**Task brief:** Print the records again, character for character.

**Dataset content:**
>>>>>

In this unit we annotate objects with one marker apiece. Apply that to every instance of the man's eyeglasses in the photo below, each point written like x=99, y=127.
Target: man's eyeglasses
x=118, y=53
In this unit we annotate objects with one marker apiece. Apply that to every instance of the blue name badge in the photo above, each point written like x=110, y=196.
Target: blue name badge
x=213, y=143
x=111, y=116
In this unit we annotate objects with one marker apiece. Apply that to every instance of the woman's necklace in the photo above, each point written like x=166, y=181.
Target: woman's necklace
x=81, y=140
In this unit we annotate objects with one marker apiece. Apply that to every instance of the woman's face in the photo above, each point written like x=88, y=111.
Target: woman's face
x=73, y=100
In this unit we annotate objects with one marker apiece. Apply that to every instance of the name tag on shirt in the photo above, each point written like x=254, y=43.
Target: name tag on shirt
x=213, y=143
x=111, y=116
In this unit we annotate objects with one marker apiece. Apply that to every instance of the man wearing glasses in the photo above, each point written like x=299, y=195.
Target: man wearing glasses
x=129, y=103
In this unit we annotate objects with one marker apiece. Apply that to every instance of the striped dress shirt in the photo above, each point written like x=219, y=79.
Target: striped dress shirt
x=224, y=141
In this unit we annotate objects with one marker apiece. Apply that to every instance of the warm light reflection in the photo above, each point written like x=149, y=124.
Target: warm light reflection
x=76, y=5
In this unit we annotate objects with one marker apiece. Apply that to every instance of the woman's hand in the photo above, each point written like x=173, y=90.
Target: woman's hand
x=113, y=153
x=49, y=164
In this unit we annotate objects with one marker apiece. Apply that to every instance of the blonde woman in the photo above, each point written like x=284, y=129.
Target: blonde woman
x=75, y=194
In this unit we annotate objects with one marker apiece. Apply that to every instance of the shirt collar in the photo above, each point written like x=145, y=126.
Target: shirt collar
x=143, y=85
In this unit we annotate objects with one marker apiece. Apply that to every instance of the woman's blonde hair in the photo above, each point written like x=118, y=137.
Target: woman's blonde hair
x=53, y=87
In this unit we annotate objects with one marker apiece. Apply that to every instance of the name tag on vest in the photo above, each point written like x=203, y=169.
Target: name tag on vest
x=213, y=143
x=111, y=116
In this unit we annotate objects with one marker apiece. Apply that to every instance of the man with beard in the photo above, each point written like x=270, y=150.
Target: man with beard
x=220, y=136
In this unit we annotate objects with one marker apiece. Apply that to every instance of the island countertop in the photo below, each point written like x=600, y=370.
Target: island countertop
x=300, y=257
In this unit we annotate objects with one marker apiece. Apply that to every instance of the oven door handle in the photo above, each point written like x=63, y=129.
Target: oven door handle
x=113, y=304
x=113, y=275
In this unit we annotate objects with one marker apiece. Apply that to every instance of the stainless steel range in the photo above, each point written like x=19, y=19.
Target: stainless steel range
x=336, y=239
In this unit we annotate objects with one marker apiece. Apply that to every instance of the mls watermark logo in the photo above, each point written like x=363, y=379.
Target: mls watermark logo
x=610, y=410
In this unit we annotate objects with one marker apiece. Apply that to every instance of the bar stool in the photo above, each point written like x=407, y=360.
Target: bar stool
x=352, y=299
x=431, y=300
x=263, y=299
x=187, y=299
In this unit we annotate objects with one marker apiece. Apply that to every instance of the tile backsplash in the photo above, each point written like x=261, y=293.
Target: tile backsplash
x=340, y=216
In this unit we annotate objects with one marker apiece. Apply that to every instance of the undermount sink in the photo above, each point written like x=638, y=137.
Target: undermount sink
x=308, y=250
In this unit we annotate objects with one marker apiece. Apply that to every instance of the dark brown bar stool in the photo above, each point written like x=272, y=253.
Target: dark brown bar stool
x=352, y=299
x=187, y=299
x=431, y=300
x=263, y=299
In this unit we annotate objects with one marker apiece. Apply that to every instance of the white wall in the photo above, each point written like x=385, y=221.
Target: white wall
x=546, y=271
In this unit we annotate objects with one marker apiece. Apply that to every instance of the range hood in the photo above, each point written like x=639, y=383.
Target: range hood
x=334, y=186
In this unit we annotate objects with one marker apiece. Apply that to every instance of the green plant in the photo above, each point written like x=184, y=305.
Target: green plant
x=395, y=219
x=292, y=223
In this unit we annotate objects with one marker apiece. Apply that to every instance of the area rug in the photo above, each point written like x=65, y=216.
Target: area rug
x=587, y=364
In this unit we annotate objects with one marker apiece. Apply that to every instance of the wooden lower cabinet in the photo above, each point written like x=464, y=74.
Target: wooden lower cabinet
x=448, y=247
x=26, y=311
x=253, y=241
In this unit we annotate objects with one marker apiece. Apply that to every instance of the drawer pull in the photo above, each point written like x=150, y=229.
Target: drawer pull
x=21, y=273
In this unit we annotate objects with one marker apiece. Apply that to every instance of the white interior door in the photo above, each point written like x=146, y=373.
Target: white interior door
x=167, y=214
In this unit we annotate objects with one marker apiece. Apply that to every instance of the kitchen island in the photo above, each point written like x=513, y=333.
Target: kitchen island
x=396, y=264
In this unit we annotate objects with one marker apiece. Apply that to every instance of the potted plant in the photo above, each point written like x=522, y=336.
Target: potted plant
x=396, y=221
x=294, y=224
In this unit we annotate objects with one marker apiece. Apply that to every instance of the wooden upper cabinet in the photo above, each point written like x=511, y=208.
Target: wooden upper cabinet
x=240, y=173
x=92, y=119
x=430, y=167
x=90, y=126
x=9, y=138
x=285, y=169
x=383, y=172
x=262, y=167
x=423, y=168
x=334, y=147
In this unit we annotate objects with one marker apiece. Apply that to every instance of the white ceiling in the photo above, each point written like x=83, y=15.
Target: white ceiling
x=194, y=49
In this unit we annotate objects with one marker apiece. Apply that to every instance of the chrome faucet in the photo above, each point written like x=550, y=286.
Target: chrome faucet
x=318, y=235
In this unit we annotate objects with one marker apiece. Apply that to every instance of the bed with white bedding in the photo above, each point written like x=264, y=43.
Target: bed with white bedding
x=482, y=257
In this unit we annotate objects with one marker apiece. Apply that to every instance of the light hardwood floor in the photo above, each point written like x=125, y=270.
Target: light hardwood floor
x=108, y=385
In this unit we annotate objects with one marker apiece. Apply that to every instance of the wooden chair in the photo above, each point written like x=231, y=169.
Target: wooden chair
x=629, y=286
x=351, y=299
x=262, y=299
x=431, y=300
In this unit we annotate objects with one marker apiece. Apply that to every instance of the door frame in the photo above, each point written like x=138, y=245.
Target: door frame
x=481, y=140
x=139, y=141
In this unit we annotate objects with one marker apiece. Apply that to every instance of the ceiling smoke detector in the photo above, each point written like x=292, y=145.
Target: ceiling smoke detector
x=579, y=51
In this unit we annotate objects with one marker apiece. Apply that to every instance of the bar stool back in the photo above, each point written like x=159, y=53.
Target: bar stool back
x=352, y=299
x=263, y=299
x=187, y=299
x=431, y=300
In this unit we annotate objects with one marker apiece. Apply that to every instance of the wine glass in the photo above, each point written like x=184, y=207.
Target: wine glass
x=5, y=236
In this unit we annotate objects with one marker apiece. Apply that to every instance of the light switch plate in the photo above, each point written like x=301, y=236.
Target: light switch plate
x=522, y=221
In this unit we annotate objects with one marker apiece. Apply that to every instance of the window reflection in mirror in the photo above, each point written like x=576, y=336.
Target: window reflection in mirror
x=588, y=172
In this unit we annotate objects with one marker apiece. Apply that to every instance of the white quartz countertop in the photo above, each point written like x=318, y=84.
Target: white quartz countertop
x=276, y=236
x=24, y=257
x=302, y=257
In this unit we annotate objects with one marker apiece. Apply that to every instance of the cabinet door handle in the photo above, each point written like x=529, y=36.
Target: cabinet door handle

<<<<<

**Result of this task:**
In this unit we annotate objects with one marker apiece. Apply that to every instance of the man's eyeglasses in the photo below, each point written like x=99, y=127.
Target: man's eyeglasses
x=118, y=53
In this unit we annotate objects with one marker apiece. Apply that to every instance of the blue name badge in the photo above, each point written like x=110, y=196.
Target: blue name badge
x=213, y=143
x=111, y=116
In this unit we annotate objects with one marker apiece. Apply that to every instance of the woman's necklace in the photo above, each point written like x=166, y=181.
Target: woman's necklace
x=81, y=140
In this unit we annotate objects with one marker apiece. Apply that to every instance of the woman's face in the photo above, each point written like x=88, y=111.
Target: woman's face
x=73, y=100
In this unit we annotate objects with one marker apiece. Apply that to every instance of the name tag on shirt in the photo above, each point written like x=254, y=43.
Target: name tag on shirt
x=213, y=143
x=111, y=116
In this unit we annotate objects with one marker apiece. Apply that to every instance of the man wearing glasses in the photo above, each point written like x=299, y=195.
Target: man wearing glasses
x=129, y=103
In this unit we annotate objects with one marker apiece. Apply that to every instance of the striped dress shirt in the photo above, each point written like x=219, y=79.
Target: striped dress shirt
x=224, y=141
In this unit we annotate objects with one marker apiece. Apply that to every instance of the warm light reflection in the photo above, each point written like x=149, y=124.
Target: warm light reflection
x=76, y=5
In this unit we annotate objects with one marker apiece. Apply that to every instance of the woman's hand in the photo above, each point written like x=173, y=90.
Target: woman's hand
x=113, y=153
x=49, y=164
In this unit we annotate objects with one marker apiece. Apply that to every instance of the blonde woman in the photo above, each point written like x=284, y=129.
Target: blonde woman
x=75, y=194
In this unit we annotate objects with one marker apiece. Apply that to every instance of the shirt collar in the photo above, each point written like x=145, y=126.
Target: shirt collar
x=143, y=85
In this unit we annotate objects with one marker apiece. Apply that to every instance of the woman's blonde hair in the photo above, each point written like x=118, y=137.
Target: woman's blonde hair
x=53, y=87
In this unit we annotate objects with one marker apiece. Apply that to every instance of the name tag on vest in the photo above, each point written like x=203, y=169.
Target: name tag on vest
x=213, y=143
x=111, y=116
In this unit we annotate objects with one marker apiece. Apply that to every instance of the man with beard in the photo above, each point written like x=270, y=150.
Target: man with beard
x=220, y=136
In this unit we annotate objects with one marker apiece. Apply that to every instance of the island countertop in the photo below, each point written like x=600, y=370.
Target: island countertop
x=300, y=257
In this unit we annotate objects with one marker apiece. Apply that to every instance of the oven door handle in the photo above, each point written like x=63, y=129.
Target: oven door handle
x=113, y=304
x=113, y=275
In this unit we annotate objects with one marker apiece. Apply that to every instance of the stainless steel range in the photo above, each point written like x=19, y=19.
Target: stainless steel range
x=336, y=239
In this unit we annotate objects with one marker apiece. Apply that to every instance of the mls watermark logo in the photo above, each point written like x=363, y=379.
Target: mls watermark logo
x=610, y=410
In this unit we annotate objects with one marker apiece. Apply that to every instance of the bar stool in the photo above, each point written like x=407, y=360.
Target: bar stool
x=352, y=299
x=431, y=300
x=263, y=299
x=187, y=299
In this unit we annotate objects with one marker apiece. Apply that to every instance of the tile backsplash in the photo above, each point written like x=261, y=293.
Target: tile backsplash
x=340, y=216
In this unit we annotate objects with one marker apiece. Apply that to every instance of the undermount sink in the photo above, each point written like x=638, y=137.
Target: undermount sink
x=308, y=250
In this unit we annotate objects with one marker apiece. Apply that to every instance of the dark brown bar stool in the photo above, each point written like x=272, y=253.
Target: dark brown bar stool
x=352, y=299
x=187, y=299
x=431, y=300
x=263, y=299
In this unit we annotate objects with one marker apiece. Apply that to every instance of the white wall in the photo above, each point written like x=385, y=221.
Target: white wall
x=546, y=271
In this unit we annotate objects with one marker apiece. Apply that to every instance of the range hood in the photo above, each point written like x=639, y=383.
Target: range hood
x=334, y=186
In this unit we annotate objects with one marker apiece. Apply that to every instance of the green plant in the photo above, each point written like x=184, y=305.
Target: green plant
x=395, y=219
x=292, y=223
In this unit we annotate objects with one marker apiece. Apply that to every instance of the area rug in the photo above, each point written like x=65, y=216.
Target: area rug
x=587, y=364
In this unit we annotate objects with one marker apiece. Apply that to every instance of the wooden lower cabinet in the photo above, each point written like x=464, y=74.
Target: wooden lower cabinet
x=448, y=247
x=26, y=311
x=253, y=241
In this unit we annotate objects with one marker apiece. Apply that to every instance of the drawer pull in the photo above, each point written like x=150, y=229.
Target: drawer pull
x=21, y=273
In this unit we annotate objects with one marker apiece. Apply that to every instance of the white interior door in the photo above, each point written like x=146, y=373.
Target: white interior door
x=167, y=214
In this unit we annotate objects with one marker apiece. Apply that to every instance of the kitchen island in the photo above, each point written like x=513, y=333.
Target: kitchen island
x=396, y=264
In this unit we annotate objects with one marker apiece. Apply that to every instance of the potted plant in the photo above, each point written like x=522, y=336.
Target: potted plant
x=396, y=221
x=294, y=224
In this unit we annotate objects with one marker apiece. Apply that to every instance of the wooden upper cabinet in the photo above, each point written like x=511, y=208.
Target: wooden upper cabinet
x=240, y=173
x=92, y=119
x=430, y=167
x=90, y=126
x=9, y=138
x=285, y=169
x=383, y=172
x=262, y=167
x=423, y=168
x=334, y=147
In this unit we annotate objects with one marker apiece. Apply that to every instance of the white ceiling in the photo above, each point written like x=83, y=15.
Target: white ceiling
x=194, y=49
In this unit we annotate objects with one marker apiece. Apply that to every instance of the chrome faucet in the photo above, each point written like x=550, y=286.
Target: chrome faucet
x=318, y=235
In this unit we annotate objects with one marker apiece. Apply that to every instance of the bed with white bedding in the photo above, each point written like x=264, y=43.
Target: bed with white bedding
x=482, y=257
In this unit we annotate objects with one marker apiece. Apply that to every instance of the light hardwood floor in the photo above, each point written like x=125, y=270.
Target: light hardwood floor
x=108, y=385
In this unit we annotate objects with one marker apiece. Apply that to every instance of the wooden chair in the photo above, each point written like x=231, y=169.
Target: wooden chair
x=629, y=286
x=351, y=299
x=262, y=299
x=431, y=300
In this unit we annotate objects with one marker apiece. Apply that to every instance of the door frame in the photo above, each point written like x=138, y=245.
Target: door frame
x=481, y=140
x=139, y=141
In this unit we annotate objects with one marker apiece. Apply that to every instance of the ceiling smoke detector in the photo above, each point written like x=292, y=145.
Target: ceiling smoke detector
x=579, y=51
In this unit we annotate objects with one marker apiece. Apply that to every instance of the bar stool back in the photo above, each point written like x=159, y=53.
Target: bar stool back
x=352, y=299
x=263, y=299
x=187, y=299
x=431, y=300
In this unit we annotate objects with one marker apiece. Apply that to every instance of the wine glass in the photo above, each point written like x=184, y=207.
Target: wine glass
x=5, y=236
In this unit we annotate objects with one marker apiece. Apply that to every instance of the light switch plate in the photo above, each point written like x=301, y=236.
Target: light switch plate
x=522, y=221
In this unit we annotate objects with one marker apiece. Apply that to every instance of the window reflection in mirror in the photo above, each point written like x=576, y=336.
Target: window reflection in mirror
x=588, y=172
In this unit we annotate objects with one marker apiece. Apply that to every instance of the white quartz countertop in the photo above, each point written like x=318, y=84.
Target: white quartz countertop
x=276, y=236
x=24, y=257
x=302, y=257
In this unit we annotate objects with one marker apiece. Apply that to every instance of the cabinet door handle in the photo above, each point written like x=529, y=36.
Target: cabinet door handle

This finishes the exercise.